• **TASK REQUIREMENTS**:
Starting with the line that contains "Exercise. Identify the riding", set down each line through the end of the entries below, exactly and with nothing added.

Stored data
━━━━

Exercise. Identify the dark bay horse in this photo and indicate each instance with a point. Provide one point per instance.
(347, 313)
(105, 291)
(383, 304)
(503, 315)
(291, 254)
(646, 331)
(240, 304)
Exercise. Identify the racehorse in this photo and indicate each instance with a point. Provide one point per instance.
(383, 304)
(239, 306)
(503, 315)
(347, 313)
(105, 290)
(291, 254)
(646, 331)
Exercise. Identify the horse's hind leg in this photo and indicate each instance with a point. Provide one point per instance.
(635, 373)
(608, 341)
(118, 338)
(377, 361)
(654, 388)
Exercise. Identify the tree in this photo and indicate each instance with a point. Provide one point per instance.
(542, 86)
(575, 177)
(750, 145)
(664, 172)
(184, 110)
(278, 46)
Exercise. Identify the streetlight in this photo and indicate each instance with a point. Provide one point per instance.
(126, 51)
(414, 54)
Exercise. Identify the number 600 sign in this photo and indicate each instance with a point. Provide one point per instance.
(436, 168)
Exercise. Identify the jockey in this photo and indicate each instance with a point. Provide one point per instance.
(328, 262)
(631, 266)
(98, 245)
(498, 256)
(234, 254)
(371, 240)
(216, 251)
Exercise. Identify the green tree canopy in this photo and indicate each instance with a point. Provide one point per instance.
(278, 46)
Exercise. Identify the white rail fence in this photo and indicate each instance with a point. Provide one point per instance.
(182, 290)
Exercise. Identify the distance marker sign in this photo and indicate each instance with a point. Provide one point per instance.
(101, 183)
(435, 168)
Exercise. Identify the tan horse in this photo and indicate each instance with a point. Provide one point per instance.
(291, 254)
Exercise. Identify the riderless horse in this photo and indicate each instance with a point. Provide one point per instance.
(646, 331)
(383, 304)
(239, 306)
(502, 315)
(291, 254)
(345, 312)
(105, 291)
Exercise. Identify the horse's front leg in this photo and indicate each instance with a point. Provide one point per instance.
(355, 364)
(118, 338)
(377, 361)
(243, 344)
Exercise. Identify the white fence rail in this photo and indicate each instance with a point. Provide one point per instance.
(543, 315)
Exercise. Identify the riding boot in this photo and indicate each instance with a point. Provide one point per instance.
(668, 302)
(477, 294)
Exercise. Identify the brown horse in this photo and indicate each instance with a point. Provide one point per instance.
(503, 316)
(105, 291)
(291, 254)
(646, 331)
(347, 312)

━━━━

• **YOUR SOLUTION**:
Exercise. Identify the riding boot in this photo and indicate each instance with a point. Provide one point per instance.
(668, 302)
(477, 294)
Exercise. Identify the brown horse in this photo and indicate each instance with a point. Provide one point per instance.
(503, 316)
(105, 291)
(291, 254)
(646, 331)
(347, 312)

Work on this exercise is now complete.